====== Extracted records
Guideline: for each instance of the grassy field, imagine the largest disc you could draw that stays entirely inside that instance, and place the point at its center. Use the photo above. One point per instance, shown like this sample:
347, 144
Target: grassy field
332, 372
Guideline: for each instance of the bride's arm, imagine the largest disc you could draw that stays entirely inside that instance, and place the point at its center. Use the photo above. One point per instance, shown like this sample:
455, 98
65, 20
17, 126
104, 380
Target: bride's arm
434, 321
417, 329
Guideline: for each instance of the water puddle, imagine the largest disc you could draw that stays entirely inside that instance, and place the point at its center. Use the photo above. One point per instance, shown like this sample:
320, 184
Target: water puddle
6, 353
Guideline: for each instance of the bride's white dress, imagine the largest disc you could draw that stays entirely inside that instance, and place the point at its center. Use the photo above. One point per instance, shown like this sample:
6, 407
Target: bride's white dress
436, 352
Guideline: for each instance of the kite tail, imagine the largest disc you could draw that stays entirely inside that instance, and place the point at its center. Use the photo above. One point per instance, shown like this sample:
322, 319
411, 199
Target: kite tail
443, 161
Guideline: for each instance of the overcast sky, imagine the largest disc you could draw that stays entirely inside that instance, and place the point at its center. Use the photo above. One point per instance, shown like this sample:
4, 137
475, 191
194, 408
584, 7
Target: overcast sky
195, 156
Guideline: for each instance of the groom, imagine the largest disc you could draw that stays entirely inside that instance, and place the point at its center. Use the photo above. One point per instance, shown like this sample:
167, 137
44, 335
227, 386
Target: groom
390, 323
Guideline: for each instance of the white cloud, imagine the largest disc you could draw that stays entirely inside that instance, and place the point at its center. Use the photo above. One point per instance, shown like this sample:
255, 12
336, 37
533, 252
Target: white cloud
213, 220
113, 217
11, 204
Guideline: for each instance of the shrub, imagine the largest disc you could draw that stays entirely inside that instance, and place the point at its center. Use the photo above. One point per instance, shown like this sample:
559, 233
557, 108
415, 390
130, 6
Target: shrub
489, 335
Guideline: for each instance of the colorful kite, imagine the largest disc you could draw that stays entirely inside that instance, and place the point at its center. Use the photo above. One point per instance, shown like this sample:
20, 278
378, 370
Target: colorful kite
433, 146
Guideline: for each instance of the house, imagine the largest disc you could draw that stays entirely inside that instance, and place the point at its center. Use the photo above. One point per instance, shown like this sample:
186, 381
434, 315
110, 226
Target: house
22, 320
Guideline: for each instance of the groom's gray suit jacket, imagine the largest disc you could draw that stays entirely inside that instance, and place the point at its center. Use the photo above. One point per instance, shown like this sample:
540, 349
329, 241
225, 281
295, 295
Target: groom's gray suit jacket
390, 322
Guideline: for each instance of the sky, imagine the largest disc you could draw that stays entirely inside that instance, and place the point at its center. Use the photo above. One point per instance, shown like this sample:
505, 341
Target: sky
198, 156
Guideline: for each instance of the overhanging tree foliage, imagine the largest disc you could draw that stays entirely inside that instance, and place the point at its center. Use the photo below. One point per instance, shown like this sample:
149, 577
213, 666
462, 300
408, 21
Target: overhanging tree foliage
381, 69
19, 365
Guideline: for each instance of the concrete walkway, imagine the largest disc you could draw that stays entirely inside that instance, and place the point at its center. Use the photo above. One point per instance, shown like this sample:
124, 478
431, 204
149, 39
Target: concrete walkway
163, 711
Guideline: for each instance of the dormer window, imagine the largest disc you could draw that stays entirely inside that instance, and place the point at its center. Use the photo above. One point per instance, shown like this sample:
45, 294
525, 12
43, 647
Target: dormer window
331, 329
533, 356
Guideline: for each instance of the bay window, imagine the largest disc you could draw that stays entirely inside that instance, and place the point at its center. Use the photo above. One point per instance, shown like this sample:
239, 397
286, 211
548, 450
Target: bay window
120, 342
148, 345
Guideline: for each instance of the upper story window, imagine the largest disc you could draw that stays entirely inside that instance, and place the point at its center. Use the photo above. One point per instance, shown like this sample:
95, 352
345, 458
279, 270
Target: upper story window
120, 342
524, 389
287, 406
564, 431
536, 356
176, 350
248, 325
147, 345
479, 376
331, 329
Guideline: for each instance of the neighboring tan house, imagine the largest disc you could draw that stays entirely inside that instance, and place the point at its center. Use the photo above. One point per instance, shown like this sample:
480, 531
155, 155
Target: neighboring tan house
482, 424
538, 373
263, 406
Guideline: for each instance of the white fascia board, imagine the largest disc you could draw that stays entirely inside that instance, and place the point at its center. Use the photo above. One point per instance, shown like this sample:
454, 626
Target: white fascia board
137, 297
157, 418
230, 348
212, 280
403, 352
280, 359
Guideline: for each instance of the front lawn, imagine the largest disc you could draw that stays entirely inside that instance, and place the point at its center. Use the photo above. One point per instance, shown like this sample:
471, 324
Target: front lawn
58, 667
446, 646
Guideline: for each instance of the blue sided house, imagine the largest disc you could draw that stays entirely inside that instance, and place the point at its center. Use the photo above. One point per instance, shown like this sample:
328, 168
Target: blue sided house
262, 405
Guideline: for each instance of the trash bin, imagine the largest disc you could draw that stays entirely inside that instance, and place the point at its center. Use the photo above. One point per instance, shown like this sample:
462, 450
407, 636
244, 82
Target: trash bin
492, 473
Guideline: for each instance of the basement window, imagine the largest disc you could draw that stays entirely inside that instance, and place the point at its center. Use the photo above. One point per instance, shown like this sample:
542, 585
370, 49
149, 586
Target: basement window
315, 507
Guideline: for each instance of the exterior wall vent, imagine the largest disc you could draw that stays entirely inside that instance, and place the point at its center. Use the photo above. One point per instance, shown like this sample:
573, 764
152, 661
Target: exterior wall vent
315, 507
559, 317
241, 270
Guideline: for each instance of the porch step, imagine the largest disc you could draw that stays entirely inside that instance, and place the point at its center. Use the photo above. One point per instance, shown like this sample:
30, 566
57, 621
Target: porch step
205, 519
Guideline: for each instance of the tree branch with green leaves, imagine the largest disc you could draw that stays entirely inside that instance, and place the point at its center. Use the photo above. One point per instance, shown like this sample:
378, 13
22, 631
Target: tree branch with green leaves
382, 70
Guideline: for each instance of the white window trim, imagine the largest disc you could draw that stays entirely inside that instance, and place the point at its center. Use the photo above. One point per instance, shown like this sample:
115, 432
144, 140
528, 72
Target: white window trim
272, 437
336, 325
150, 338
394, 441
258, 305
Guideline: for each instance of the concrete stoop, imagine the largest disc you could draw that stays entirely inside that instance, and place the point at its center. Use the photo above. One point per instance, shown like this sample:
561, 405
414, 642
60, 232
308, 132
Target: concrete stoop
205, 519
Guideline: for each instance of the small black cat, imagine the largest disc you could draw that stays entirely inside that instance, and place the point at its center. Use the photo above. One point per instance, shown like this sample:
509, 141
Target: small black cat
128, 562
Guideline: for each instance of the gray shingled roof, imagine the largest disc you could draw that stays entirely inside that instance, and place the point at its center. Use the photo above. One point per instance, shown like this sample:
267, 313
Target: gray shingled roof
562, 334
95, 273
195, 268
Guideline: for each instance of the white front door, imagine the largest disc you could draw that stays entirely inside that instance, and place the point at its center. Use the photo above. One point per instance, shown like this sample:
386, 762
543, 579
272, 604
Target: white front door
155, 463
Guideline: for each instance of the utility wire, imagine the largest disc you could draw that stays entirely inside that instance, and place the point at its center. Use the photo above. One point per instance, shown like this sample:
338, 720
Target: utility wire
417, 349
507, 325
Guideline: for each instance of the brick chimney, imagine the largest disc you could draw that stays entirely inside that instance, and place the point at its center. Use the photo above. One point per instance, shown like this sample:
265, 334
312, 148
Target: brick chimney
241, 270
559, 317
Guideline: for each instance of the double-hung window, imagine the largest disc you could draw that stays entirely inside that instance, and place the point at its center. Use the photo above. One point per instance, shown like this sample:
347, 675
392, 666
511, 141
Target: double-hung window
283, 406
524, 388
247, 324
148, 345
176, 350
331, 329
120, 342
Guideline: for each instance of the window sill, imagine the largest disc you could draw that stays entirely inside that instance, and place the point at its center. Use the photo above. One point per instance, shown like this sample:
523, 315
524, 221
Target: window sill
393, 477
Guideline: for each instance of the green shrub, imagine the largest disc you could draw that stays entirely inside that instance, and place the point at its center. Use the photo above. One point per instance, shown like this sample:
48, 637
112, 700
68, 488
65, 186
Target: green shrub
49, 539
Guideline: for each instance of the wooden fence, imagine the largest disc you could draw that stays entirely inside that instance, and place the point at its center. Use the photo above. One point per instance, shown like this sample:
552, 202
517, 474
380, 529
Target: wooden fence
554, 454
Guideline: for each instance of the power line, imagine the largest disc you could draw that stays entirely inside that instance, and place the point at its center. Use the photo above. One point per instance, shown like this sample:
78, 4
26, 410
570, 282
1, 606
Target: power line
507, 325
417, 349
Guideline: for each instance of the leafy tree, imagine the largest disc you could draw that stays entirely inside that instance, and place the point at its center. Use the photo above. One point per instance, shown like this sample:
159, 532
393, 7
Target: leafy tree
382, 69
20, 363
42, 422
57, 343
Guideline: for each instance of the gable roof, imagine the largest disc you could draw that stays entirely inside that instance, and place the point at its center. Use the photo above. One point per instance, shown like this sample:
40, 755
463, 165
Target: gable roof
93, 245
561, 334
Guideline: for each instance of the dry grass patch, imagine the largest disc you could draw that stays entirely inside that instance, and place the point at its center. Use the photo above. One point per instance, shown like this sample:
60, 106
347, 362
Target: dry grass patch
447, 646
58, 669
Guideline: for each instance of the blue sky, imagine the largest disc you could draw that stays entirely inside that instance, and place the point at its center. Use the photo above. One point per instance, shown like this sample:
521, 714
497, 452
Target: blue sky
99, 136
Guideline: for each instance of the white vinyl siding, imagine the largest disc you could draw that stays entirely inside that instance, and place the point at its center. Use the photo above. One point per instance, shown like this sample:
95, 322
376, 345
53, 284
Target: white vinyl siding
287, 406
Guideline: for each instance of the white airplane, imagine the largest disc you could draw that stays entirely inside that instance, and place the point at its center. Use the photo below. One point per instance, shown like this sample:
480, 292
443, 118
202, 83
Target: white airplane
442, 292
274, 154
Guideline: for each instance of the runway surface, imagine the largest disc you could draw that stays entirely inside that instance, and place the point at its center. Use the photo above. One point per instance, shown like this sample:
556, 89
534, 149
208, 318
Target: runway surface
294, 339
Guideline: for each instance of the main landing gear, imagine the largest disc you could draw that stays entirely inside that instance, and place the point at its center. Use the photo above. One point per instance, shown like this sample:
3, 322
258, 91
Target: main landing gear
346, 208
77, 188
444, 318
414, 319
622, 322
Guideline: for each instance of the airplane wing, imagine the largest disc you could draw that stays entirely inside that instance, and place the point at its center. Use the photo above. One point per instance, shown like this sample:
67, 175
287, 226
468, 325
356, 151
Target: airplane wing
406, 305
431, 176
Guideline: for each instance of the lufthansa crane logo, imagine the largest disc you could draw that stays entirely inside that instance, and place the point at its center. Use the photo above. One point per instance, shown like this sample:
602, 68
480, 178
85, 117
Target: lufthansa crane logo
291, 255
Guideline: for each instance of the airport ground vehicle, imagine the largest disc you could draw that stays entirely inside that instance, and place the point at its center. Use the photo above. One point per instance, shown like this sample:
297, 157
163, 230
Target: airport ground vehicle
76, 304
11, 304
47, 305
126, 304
============
Starting at the line that contains "Guideline: for each instance of the lufthansa", retype each line through the end of the listing above and nothing else.

Guideline: for each instance of the lufthansa crane logo, imagine the largest disc you could draw that stays entirely inside that instance, and place the point at its center. Use the photo above. One point per instance, shown like this sample:
602, 68
480, 178
85, 117
Target: lufthansa crane logo
291, 255
Guideline: for each instance of the airport ground vehicle, imagine the largest disc you could draw that stays entirely inside that instance, and place the point at its center. Use the photo above. One point per instance, shown like this sample:
297, 157
163, 230
Target: airport ground vehicle
76, 304
11, 304
47, 305
126, 304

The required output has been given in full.